Challenge:
Copy out word for word the lines starting with the line that contains "the road curve" and continuing through the end of the lines.

[Pointing and labeling entries]
»»
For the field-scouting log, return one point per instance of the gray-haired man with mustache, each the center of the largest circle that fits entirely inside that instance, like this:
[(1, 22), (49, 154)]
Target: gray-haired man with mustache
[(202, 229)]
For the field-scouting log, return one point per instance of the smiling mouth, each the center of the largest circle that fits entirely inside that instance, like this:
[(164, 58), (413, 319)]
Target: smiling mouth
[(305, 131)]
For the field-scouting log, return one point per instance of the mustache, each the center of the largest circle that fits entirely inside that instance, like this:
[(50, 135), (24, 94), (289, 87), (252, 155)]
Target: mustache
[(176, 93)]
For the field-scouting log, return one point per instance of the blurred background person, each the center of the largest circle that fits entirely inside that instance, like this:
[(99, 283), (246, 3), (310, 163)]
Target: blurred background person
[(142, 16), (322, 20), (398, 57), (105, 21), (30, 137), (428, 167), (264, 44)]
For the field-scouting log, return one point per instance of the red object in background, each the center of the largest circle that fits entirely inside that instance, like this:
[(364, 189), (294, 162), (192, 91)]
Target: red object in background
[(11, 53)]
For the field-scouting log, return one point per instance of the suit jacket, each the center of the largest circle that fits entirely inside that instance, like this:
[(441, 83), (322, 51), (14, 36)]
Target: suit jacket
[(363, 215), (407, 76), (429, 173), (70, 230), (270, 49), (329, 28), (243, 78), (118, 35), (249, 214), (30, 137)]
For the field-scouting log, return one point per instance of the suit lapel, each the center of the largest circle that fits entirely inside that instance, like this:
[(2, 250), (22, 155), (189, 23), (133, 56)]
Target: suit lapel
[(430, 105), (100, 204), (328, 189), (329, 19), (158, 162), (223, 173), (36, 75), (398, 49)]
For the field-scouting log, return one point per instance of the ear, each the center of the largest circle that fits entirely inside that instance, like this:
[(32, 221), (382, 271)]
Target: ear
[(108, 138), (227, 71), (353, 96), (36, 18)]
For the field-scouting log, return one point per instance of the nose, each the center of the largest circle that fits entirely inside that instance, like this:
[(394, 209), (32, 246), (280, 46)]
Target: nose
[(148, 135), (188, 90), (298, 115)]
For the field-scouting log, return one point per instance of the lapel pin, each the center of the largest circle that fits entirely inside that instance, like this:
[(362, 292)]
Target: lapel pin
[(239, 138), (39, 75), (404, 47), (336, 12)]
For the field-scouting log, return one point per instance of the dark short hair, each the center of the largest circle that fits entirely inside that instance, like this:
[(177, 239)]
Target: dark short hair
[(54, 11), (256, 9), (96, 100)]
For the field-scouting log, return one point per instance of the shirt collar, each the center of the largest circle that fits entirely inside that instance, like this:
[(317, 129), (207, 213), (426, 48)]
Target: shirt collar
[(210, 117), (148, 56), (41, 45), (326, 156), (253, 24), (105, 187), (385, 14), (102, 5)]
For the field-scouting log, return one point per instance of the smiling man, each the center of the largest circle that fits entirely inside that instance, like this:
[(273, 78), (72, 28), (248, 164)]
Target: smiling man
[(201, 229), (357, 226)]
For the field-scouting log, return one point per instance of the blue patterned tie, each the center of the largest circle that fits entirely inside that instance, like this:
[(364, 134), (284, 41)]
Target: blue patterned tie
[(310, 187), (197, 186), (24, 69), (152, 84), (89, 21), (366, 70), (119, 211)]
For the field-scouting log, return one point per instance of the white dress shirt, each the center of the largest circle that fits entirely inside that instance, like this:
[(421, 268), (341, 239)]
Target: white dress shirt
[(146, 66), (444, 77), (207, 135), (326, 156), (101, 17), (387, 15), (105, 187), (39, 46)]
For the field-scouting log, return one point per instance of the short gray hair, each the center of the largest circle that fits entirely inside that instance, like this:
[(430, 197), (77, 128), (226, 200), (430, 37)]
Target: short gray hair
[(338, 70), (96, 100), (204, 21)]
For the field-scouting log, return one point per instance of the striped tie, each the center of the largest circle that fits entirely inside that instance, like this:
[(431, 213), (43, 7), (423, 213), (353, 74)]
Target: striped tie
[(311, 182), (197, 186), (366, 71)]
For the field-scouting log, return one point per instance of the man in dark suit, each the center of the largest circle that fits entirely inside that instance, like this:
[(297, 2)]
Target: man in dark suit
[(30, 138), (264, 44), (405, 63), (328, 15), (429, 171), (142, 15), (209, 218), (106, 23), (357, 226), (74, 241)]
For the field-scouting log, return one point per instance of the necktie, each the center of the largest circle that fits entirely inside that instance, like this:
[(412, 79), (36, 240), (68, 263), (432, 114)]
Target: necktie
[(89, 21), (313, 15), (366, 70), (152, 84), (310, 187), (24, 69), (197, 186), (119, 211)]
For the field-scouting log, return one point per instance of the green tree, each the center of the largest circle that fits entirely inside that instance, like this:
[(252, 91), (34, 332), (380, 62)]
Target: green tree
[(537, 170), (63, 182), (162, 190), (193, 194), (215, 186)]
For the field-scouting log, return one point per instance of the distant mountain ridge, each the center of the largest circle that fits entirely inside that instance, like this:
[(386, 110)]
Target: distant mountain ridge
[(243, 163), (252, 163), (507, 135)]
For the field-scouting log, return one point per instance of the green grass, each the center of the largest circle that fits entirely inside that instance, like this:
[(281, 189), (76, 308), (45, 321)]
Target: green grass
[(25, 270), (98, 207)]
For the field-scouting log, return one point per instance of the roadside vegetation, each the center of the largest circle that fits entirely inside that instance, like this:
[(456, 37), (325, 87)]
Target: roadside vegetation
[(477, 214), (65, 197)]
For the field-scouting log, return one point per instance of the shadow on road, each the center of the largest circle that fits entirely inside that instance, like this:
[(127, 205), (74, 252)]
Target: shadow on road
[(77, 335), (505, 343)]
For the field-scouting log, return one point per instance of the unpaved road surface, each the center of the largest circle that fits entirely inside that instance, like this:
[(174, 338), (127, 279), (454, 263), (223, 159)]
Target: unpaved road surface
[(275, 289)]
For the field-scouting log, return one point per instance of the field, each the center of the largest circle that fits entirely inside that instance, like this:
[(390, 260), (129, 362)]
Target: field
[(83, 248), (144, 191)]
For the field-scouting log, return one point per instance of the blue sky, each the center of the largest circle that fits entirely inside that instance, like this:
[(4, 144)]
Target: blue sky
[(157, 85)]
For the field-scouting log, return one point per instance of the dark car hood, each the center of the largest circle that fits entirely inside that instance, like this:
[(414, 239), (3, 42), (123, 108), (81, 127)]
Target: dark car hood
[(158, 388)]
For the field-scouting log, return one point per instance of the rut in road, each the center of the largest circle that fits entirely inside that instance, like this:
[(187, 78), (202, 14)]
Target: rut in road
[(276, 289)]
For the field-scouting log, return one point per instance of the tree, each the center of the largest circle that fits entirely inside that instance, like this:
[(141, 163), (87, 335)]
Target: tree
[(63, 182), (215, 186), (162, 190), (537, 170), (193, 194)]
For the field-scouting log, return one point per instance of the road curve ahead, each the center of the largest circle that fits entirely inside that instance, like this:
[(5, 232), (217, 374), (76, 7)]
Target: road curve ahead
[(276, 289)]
««
Task response:
For the field-scouting log, return one point per instance of the road curve ahead, each the center of the largest circle that fits entirely inside that instance, like this:
[(5, 232), (217, 374), (76, 7)]
Target: road curve ahead
[(276, 289)]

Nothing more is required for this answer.